*WHAT THE TASK ASKS*: Pick out every line in the items below that contains the string "Target", matching case exactly, and copy each of those lines.

*EXTRACTED RECORDS*:
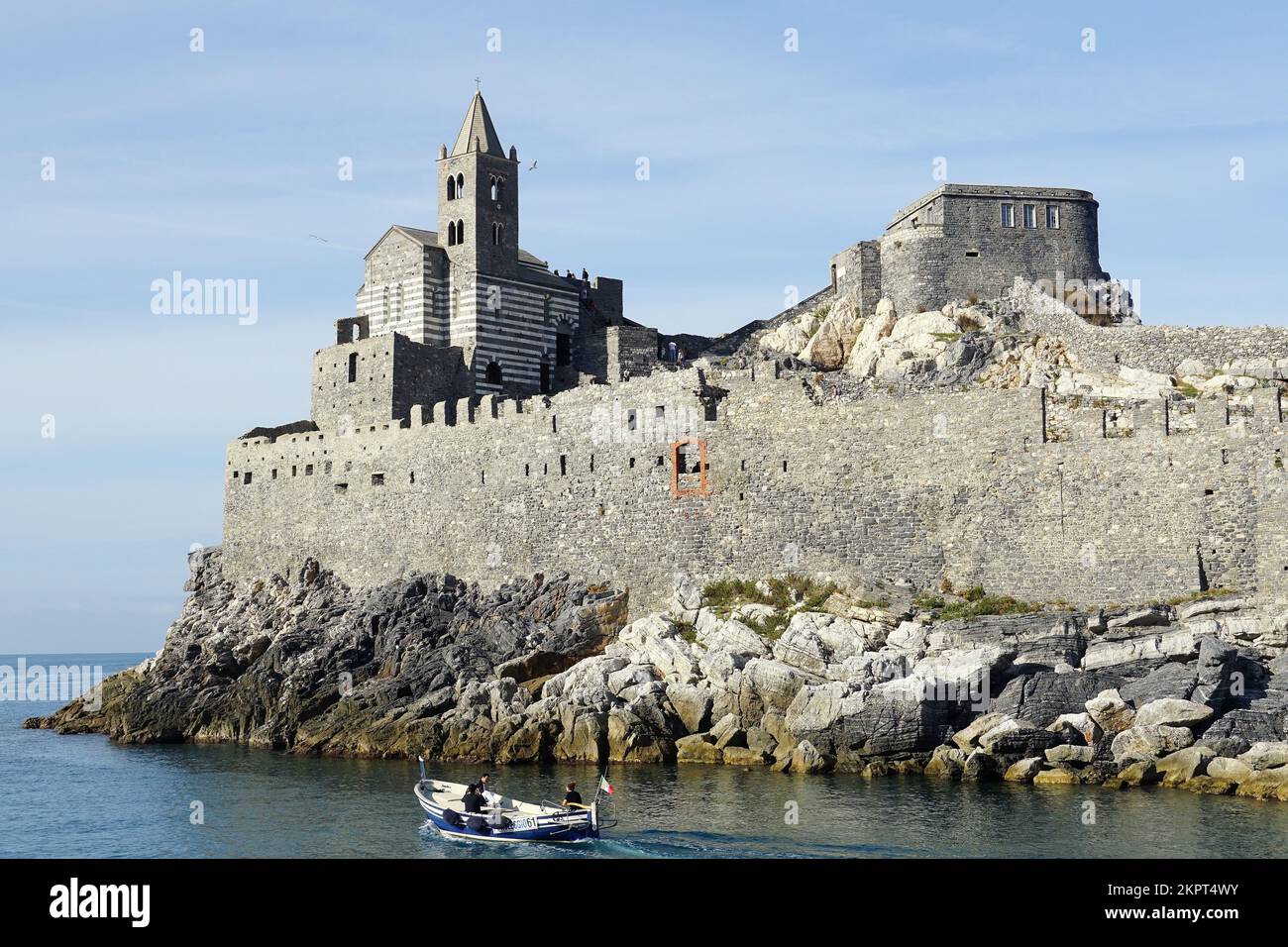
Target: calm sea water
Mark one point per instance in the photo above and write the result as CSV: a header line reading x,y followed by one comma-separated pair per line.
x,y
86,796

---

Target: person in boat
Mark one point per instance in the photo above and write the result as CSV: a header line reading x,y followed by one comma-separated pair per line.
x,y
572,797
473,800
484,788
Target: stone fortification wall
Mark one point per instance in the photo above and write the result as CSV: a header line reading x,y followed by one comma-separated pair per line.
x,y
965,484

*FINISHED EXERCISE*:
Target: calm sea water
Target: person in boat
Target: stone fortification wall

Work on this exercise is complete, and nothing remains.